### [WHAT TO DO]
Copy the entries character for character.

##### EXERCISE MATERIALS

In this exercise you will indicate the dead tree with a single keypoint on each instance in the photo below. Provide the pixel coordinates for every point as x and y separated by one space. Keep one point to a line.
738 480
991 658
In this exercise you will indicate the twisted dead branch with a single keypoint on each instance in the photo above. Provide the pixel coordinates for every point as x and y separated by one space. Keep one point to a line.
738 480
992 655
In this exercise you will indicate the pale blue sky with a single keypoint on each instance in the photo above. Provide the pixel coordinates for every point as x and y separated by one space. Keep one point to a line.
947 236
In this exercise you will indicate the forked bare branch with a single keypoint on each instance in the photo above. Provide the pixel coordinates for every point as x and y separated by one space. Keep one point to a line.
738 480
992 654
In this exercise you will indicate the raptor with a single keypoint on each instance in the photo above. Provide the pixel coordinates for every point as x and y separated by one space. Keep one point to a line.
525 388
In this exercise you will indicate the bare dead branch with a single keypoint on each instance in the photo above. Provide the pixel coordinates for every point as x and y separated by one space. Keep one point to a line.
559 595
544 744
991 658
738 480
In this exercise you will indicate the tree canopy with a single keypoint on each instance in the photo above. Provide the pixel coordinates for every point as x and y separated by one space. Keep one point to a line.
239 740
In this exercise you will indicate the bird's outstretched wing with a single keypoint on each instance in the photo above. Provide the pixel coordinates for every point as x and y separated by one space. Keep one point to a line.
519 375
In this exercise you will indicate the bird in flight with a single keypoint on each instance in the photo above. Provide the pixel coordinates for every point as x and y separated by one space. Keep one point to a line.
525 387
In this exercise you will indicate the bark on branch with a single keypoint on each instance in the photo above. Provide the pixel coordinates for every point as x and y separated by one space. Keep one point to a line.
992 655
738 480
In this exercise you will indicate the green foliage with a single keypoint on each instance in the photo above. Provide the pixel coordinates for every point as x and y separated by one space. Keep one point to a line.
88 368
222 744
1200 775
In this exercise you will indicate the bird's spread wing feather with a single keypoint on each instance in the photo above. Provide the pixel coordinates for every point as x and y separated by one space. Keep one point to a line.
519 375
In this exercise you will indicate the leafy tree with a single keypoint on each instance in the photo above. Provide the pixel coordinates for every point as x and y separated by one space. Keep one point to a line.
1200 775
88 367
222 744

##########

### [YOUR SOLUTION]
In this exercise you will indicate the dead tree with a single keypoint on each instance in the photo below. Provide the pixel coordinates for every point as x and y separated by one space. Keep one point to a line.
738 480
991 658
In this exercise you will indicate the twisted dead branch with a single keypoint on each instance in the photo above. Provide the pixel coordinates for every point as x and y separated by one space. Keep one point to a line.
738 480
992 655
In this exercise you will indicate the pale blue sky with a single keypoint on each instance in the photo above. Provide the pixel coordinates for every point as x and y separated by one space. Keep one point to a line.
947 236
In this exercise you will indicate the forked bare branch with a single keypoint on each instance in the photo above. Provide the pixel coordinates for every point as x and y separated by one space. Keep one point to a line.
738 480
992 654
In this exercise you will indicate the raptor with a single keypoint on each instance in the photo above. Provide the pixel coordinates for every point as x and y separated by one space. Keep one point to a line.
525 388
In this exercise you will indicate the bare dead branch with a single keypoint on each instance in the photo above. Provide the pixel coordinates for every point as x and y separated by one space. Keep one point to a line.
559 595
544 744
991 658
738 480
In this exercise you will indicate the tree canopy with a single keypoint on each instance in the photo above. Provide the pixel coordinates for every point as x and y separated by one space. Keep one point to a line.
239 740
In this exercise you will indicate the bird's outstretched wing with a single keypoint on each instance in the photo above. Provide the pixel coordinates for every point as x and y separated by one space. Keep one point to a line.
519 375
In this exercise you will indicate the bird in flight with a single keypoint on each instance in the photo above. Provide the pixel coordinates for every point as x and y separated by one space. Keep one point to a line.
525 387
In this exercise you will indicate the bark on branch with a single keypoint on each instance in the photo above. Provide the pixel coordinates for every point as x and y separated by one space. Keep one point to a line.
992 655
738 480
In this exercise you will indicate the green foliage with a single keypoint on each instance in the photo above. Provide the pixel coordinates for every point as x and y separated by one space. Keep one point to a line.
88 368
222 744
1200 775
In this exercise you will indicate the bird's spread wing feather with a single keypoint on each instance in the photo above. Provide the pixel coordinates for every point as x and y separated by one space. Keep one point to a line.
519 375
In this exercise you will indicate the leafy tree with a single keypoint on each instance in the photo above. Provide the pixel coordinates for every point as x and y separated by one space. Keep one point to a line.
1200 775
88 367
222 744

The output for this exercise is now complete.